### SUPPLIED RECORDS:

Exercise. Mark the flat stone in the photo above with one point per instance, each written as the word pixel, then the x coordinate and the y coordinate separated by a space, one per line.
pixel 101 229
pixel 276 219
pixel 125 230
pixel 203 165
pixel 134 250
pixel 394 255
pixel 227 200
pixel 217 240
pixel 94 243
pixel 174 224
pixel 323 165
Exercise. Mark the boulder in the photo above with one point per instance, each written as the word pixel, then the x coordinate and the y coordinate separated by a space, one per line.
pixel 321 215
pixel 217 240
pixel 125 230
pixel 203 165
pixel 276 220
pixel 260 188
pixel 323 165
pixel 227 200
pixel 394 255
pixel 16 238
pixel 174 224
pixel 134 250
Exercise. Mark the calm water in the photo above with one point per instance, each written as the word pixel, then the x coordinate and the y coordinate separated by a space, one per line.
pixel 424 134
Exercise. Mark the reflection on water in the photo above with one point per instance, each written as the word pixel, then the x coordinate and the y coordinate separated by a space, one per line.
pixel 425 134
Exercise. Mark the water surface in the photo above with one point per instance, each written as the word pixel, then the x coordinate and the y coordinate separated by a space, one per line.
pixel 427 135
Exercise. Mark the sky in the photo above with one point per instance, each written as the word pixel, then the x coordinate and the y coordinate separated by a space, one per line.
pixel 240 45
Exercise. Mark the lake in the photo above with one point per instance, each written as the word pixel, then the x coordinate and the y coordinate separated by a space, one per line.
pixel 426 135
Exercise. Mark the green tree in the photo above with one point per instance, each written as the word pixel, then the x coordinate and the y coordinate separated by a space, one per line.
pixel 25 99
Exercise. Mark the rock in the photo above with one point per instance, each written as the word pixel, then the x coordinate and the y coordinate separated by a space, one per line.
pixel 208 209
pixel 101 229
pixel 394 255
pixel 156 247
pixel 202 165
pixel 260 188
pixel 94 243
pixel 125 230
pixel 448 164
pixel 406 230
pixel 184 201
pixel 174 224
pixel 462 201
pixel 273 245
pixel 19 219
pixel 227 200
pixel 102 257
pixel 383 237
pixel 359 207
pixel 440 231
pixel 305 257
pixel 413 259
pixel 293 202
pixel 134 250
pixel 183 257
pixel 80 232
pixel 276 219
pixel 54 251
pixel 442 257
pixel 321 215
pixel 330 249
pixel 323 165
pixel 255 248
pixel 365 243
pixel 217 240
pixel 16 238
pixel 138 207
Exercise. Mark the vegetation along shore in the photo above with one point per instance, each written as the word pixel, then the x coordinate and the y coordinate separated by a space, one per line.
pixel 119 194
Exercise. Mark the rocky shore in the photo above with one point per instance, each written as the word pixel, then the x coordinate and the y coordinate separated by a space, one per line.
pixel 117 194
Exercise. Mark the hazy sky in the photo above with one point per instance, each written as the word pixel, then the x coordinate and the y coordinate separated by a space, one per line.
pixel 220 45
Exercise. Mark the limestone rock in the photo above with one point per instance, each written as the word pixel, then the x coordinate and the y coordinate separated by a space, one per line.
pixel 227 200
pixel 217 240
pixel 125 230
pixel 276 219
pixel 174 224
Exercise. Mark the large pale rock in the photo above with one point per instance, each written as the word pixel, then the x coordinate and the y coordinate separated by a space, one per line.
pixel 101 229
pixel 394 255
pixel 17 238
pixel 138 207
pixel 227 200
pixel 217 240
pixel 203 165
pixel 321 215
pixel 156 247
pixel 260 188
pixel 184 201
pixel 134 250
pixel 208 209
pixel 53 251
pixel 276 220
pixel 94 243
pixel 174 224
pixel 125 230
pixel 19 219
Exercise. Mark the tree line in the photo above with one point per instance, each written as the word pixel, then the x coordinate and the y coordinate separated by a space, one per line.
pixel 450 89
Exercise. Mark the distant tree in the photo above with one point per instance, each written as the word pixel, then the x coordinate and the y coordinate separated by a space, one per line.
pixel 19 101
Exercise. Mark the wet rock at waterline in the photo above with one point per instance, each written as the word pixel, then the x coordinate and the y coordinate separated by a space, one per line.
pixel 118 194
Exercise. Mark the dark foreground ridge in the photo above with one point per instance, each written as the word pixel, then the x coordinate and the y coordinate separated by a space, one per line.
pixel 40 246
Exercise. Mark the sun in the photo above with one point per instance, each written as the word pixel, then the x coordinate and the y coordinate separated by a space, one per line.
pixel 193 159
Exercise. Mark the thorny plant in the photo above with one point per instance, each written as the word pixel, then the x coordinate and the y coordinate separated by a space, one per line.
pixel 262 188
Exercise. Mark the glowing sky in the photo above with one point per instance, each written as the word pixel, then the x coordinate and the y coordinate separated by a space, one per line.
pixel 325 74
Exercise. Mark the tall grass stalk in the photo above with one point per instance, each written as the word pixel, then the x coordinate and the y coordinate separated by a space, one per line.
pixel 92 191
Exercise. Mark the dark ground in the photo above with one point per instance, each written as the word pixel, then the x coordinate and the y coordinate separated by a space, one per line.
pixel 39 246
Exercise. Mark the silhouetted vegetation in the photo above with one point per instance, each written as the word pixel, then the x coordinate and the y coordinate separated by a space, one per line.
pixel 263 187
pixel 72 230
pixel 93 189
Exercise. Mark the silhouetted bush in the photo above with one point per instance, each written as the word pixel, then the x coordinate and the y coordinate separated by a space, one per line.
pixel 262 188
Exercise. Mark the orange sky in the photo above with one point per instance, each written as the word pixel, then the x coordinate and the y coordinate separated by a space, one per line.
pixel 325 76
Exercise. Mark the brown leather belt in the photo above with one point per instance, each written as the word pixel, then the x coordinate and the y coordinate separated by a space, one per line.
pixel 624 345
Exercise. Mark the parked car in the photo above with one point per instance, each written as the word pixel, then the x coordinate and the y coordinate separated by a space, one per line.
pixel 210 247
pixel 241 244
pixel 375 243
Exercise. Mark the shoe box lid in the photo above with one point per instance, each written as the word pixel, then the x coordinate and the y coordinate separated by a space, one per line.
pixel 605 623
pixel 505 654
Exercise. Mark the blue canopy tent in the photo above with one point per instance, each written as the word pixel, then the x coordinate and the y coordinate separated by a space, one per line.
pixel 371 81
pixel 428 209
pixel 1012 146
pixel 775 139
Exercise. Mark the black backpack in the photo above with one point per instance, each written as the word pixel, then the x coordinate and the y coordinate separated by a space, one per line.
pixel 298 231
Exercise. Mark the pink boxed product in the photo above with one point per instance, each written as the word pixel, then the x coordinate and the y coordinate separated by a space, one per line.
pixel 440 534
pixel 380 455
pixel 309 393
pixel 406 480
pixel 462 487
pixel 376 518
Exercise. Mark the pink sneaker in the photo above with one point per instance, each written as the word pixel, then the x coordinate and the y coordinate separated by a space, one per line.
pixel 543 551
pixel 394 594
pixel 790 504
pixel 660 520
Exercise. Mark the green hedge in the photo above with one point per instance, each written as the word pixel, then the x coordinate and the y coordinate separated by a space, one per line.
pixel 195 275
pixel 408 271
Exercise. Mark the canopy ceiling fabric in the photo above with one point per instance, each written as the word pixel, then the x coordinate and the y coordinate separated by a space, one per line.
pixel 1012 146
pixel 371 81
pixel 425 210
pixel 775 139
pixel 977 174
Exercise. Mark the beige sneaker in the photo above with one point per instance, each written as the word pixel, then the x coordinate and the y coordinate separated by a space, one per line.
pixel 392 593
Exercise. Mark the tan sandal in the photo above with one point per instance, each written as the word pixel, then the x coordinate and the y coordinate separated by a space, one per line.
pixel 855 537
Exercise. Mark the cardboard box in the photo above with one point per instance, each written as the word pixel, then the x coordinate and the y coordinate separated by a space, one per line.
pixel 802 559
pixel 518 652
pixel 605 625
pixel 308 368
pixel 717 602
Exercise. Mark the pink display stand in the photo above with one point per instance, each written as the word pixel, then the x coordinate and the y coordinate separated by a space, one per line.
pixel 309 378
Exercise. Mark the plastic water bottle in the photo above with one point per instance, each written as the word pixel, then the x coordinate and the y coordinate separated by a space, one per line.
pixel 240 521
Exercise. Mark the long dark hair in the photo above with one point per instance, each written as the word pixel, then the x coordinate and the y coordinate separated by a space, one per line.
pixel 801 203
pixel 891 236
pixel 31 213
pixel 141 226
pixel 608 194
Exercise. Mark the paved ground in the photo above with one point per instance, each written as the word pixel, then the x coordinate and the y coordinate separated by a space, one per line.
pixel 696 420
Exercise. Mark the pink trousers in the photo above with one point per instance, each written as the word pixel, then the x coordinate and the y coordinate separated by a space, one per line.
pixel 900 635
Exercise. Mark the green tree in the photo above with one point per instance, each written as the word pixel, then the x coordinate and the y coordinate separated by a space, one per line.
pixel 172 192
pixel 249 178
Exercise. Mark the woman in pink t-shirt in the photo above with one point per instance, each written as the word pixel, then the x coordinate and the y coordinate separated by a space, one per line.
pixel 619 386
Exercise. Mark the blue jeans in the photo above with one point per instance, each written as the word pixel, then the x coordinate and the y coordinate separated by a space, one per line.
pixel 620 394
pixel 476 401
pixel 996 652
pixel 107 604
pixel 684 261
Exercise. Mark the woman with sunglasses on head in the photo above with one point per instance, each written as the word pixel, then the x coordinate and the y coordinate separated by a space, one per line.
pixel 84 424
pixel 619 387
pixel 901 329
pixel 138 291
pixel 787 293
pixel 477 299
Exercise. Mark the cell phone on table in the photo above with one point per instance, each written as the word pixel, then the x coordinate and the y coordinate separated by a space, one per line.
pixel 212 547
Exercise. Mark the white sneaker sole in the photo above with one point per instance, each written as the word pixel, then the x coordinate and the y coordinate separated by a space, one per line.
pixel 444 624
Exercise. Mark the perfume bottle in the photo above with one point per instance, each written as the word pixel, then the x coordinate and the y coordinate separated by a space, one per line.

### EXERCISE:
Starting with the line that contains "Exercise. Mark the black" and going on through the line that contains "pixel 376 518", rewrite those lines above as a numbered list with blank lines left out.

### TASK RESULT:
1. Exercise. Mark the black backpack in the photo above with one point per instance, each written as the word pixel, then the x coordinate and the y coordinate separated by a space, one per line.
2. pixel 298 231
3. Exercise. Mark the pink boxed product in the photo above with one point per instance, each written as the word pixel, then the x coordinate and the y coordinate separated by a space, one per line.
4. pixel 440 534
5. pixel 380 455
6. pixel 309 393
7. pixel 406 480
8. pixel 462 487
9. pixel 376 518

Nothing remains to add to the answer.